* [TEXTE PRÉSENTÉ]:
Aujourd’hui, des rangées d’arbres parfaitement alignés cachent les deux petits murs de pierre qui bordent directement le lit de la rivière totalement à sec. Mais s’ils font la fierté du comité de gestion des risques et permettent déjà de rassurer de nombreux membres du village alors que la saison des pluies arrive, beaucoup de travail reste à faire.
« Normalement, ces deux murs doivent être plus longs et plus hauts, et des sacs de sable doivent être installés au milieu. Mais nous n’avons plus assez d’argent« , déplore l’ingénieur, qui estime que 20 millions de kwacha malawiens (10 780 euros) sont encore nécessaires pour terminer le projet. « Si nous sommes honnêtes, ce n’est pas sûr que cela suffira en cas de fortes pluies« , avoue-t-il. « Espérons seulement que cela permettra de limiter les dégâts. »
Diversifier les cultures
À son échelle, Davi Tsoka a envisagé d’autres solutions pour s’adapter à ces événements climatiques extrêmes à répétition. Depuis deux ans, cet agriculteur a décidé de diversifier au maximum ses productions avec l’espoir d’avoir toujours quelque chose à récolter.

* [DONNÉES FOURNIES]:
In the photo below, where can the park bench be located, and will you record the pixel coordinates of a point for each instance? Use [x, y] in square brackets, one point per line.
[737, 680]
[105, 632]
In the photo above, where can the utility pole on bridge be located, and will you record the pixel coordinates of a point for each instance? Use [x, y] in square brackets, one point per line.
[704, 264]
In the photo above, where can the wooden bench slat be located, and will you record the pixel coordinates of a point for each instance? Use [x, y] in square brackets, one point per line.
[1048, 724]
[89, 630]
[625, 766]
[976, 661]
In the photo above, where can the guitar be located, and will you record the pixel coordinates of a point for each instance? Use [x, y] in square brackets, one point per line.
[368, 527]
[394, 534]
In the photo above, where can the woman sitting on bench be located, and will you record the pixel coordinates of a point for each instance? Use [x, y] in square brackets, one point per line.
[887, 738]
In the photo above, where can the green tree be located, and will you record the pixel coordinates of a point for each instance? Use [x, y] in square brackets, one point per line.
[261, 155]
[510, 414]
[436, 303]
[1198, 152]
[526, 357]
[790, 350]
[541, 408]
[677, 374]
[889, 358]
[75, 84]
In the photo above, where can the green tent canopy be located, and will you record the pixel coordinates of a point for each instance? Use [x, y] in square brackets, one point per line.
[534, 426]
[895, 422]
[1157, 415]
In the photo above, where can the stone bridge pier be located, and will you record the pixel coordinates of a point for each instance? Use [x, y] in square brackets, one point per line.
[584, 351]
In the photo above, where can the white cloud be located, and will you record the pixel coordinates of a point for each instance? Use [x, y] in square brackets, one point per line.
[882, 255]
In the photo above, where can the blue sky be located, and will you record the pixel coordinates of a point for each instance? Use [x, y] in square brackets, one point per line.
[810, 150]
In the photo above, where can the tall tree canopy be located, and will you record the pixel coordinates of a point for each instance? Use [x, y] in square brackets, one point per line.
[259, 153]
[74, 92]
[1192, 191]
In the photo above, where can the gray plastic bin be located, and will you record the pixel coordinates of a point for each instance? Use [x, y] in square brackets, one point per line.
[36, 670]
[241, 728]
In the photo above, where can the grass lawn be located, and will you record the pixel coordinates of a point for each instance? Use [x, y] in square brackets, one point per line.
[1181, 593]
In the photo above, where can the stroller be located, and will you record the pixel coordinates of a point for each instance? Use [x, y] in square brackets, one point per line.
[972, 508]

* [CONSIGNE]: D'après le texte présenté, quelle somme l'ingénieur juge-t-il encore nécessaire pour achever le projet ?

* [CORRIGÉ]: 20 millions de kwacha malawiens, soit 10 780 euros.